▶ _Data in this exercise_:
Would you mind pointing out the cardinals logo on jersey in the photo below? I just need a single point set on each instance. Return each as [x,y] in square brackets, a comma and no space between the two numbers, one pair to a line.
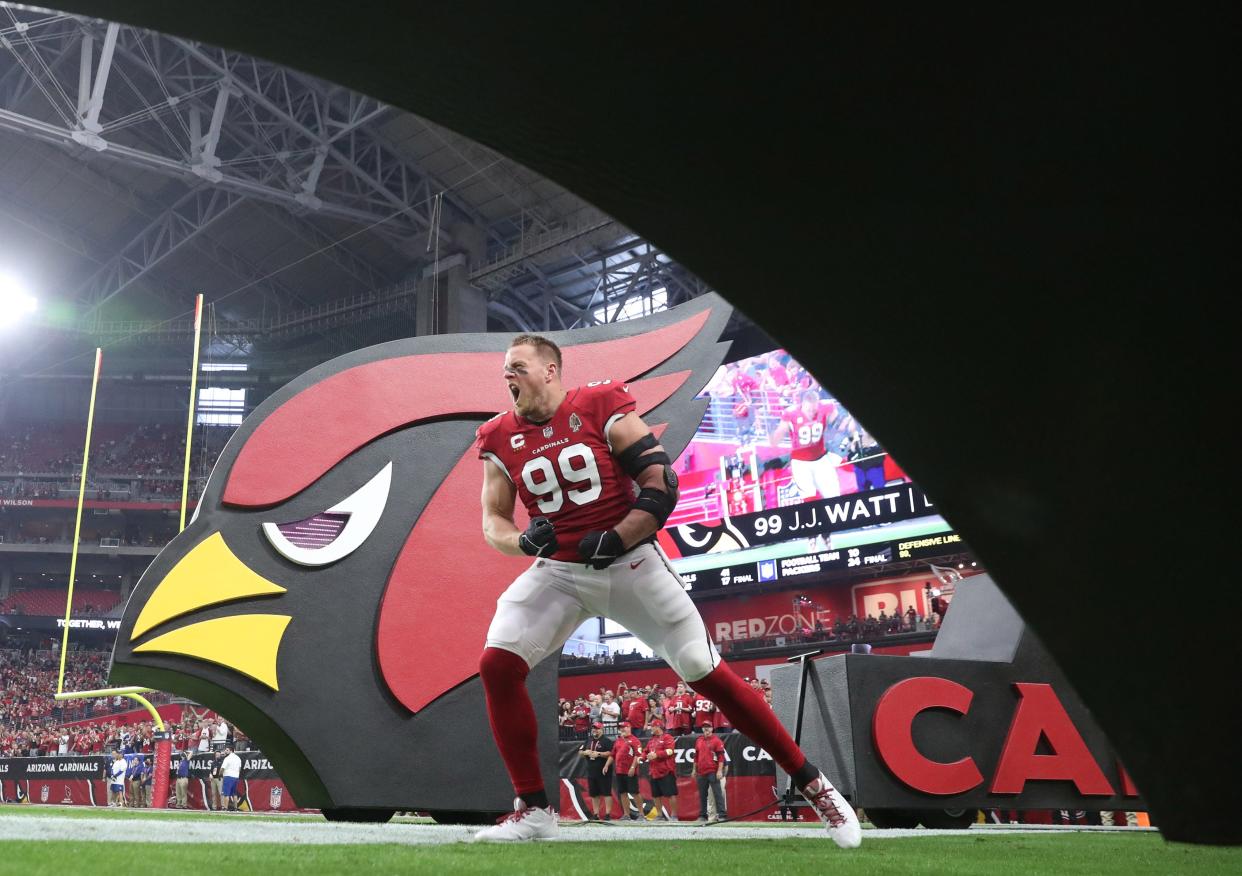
[334,575]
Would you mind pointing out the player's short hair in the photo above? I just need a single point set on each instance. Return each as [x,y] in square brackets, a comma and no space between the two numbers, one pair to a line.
[547,348]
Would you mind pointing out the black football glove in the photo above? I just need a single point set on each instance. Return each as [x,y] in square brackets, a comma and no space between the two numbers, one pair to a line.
[599,549]
[539,539]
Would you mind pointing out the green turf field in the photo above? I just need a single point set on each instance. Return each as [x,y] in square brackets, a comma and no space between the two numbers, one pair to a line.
[984,855]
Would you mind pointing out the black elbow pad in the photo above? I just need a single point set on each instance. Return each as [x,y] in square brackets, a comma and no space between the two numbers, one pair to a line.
[635,457]
[660,503]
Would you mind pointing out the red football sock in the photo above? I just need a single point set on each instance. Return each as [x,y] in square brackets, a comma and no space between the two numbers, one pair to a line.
[748,712]
[512,716]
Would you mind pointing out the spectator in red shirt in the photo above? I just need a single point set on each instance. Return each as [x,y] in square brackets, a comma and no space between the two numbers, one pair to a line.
[625,756]
[704,711]
[662,768]
[708,768]
[682,706]
[636,710]
[581,717]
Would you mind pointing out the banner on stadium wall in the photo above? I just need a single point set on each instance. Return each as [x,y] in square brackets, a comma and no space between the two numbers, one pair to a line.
[749,784]
[81,782]
[93,503]
[806,520]
[770,615]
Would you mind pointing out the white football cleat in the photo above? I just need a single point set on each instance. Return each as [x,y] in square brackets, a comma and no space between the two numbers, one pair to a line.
[523,824]
[837,815]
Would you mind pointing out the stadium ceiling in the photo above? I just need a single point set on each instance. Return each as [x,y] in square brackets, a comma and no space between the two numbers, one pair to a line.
[137,169]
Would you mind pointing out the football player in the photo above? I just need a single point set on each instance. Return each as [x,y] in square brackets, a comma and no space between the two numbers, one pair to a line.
[814,431]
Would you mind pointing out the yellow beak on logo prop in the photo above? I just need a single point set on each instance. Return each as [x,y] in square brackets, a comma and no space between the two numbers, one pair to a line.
[246,644]
[208,575]
[211,574]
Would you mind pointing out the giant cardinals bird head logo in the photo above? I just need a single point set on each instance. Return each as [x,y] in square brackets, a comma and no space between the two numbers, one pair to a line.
[333,590]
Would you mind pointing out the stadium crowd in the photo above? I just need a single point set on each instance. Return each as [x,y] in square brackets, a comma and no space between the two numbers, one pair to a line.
[34,725]
[128,460]
[678,710]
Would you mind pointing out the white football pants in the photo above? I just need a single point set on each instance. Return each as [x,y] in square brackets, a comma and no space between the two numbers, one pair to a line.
[641,592]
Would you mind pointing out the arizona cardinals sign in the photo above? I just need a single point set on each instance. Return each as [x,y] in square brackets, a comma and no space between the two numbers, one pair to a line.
[333,592]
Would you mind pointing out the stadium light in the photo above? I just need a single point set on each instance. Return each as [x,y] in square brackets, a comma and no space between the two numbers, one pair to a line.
[15,301]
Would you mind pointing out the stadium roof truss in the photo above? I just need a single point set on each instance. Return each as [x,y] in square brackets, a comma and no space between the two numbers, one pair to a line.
[236,129]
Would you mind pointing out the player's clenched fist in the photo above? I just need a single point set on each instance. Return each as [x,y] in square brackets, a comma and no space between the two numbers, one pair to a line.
[539,539]
[598,549]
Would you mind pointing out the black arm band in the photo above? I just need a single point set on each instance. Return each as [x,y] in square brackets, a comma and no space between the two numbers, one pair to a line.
[657,503]
[634,459]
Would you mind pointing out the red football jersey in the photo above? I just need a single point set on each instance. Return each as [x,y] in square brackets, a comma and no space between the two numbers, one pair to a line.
[563,469]
[704,711]
[687,703]
[636,712]
[663,763]
[806,433]
[625,749]
[708,754]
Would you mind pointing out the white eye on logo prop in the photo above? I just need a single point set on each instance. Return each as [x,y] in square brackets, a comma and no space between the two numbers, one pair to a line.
[337,532]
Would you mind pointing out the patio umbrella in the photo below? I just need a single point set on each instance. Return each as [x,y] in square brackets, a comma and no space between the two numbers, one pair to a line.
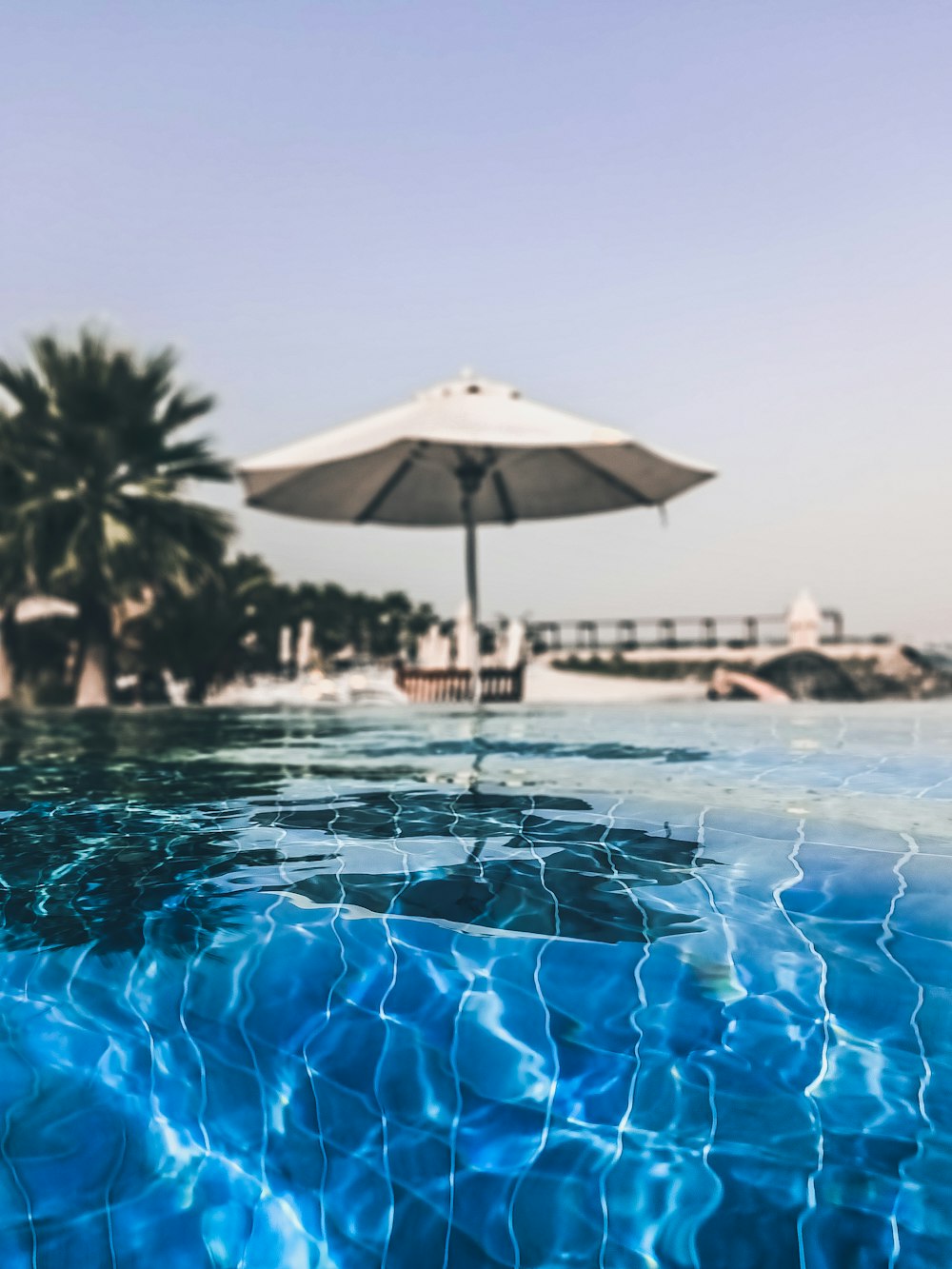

▶ _Aim of the exercise_: Locate every line in the listing above that contains the word "football", treating uppercase and lowercase as different, and copy each of those lines.

▶ _Correct result_:
Would you mind pointing out the black football glove in the photo above? I just need a single point set on each instance. Return each as [x,y] in square brackets, a comma and no space between the two numbers, one pair to a line.
Would you mind pointing out the red football sock in the photo above? I just need a single point set on each instance. Return each as [x,y] in square brackets, a comma and no space between the two numbers, one pair to a line.
Would you mind pointing out the white football cleat in the photo above? I just need a single point set on each instance. Return each as [x,y] in square brackets, a comma and no space between the two numbers, one pair to a line.
Would you mind pointing out the football player in the photo above? I just need a single point set on each instance. Return each as [x,y] in square brackets, a comma and no space between the two numbers, one pair to a line.
Would you mind pointing out the white football pants in the photo above? I just need a single point set on each instance. Return each as [x,y] in square brackets, a comma and no space between the two numbers, one pair to a line.
Would you mind pointing out the red football jersey in the photo above? I just need a single point set on each instance. Return each as [x,y] in square brackets, a comma and no space between the two numbers, one pair to a line.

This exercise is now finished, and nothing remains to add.